WRITTEN TASK
Write out the data word for word, starting with the line that contains "Can you see the man in red" and going on through the final line of the data.

— start AVAILABLE RECORDS —

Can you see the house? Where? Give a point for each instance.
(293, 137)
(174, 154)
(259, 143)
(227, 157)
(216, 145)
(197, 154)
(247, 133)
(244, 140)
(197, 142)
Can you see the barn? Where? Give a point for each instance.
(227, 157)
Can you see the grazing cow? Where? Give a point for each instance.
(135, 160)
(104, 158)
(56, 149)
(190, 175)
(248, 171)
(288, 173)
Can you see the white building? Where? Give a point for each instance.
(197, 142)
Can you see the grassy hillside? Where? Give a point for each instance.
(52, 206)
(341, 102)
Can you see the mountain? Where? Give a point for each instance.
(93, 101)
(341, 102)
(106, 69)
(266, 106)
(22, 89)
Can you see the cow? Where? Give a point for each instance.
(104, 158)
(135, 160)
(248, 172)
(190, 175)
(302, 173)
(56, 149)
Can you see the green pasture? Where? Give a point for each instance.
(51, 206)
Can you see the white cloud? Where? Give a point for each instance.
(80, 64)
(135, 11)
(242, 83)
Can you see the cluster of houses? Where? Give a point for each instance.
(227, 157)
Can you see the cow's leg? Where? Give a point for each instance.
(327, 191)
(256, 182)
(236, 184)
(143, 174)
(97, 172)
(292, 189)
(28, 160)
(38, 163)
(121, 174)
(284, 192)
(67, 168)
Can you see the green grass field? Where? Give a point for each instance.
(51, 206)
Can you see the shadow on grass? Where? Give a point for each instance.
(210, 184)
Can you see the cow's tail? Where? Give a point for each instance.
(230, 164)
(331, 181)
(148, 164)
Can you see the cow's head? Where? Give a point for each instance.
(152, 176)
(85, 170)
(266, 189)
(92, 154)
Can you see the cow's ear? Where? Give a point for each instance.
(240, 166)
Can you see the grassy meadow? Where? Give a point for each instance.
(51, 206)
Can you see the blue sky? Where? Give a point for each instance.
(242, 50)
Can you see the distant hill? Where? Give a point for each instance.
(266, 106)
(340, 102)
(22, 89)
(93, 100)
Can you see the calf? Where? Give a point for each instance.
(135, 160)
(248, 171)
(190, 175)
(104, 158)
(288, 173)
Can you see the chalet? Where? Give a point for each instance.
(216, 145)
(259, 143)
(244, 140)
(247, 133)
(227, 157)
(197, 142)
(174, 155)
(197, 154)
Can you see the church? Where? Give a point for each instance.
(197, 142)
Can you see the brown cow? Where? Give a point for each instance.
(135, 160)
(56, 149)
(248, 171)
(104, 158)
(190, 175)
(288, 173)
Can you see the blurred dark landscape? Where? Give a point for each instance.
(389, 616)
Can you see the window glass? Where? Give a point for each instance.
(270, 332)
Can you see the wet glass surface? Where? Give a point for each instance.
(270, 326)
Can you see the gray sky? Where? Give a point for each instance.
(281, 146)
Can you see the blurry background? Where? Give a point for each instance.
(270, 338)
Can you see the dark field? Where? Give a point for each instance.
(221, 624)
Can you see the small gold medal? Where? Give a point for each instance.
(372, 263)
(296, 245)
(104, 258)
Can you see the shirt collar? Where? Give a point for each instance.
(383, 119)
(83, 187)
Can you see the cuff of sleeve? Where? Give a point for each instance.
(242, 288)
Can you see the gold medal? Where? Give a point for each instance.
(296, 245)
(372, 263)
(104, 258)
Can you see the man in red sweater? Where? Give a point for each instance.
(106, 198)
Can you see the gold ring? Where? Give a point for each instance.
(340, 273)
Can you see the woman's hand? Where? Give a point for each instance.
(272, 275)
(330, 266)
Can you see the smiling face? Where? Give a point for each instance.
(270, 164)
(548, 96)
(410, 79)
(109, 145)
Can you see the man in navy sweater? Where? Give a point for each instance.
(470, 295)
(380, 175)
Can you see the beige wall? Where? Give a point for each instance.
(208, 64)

— end AVAILABLE RECORDS —

SOLUTION FOR THIS PROBLEM
Can you see the man in red sweater? Where? Give a point for each instance.
(106, 198)
Can you see the gold ring? Where? Give a point for each instance.
(340, 273)
Can you see the woman's hand? Where? Give a point for each instance.
(272, 275)
(330, 266)
Can you see the smiling face? Where? Give a point for each instance.
(270, 164)
(548, 96)
(410, 79)
(109, 145)
Can you see the man in navy sweater? Where? Give a point for each instance.
(470, 295)
(380, 175)
Can you see the beige wall? Where? Give a point for each instance.
(208, 64)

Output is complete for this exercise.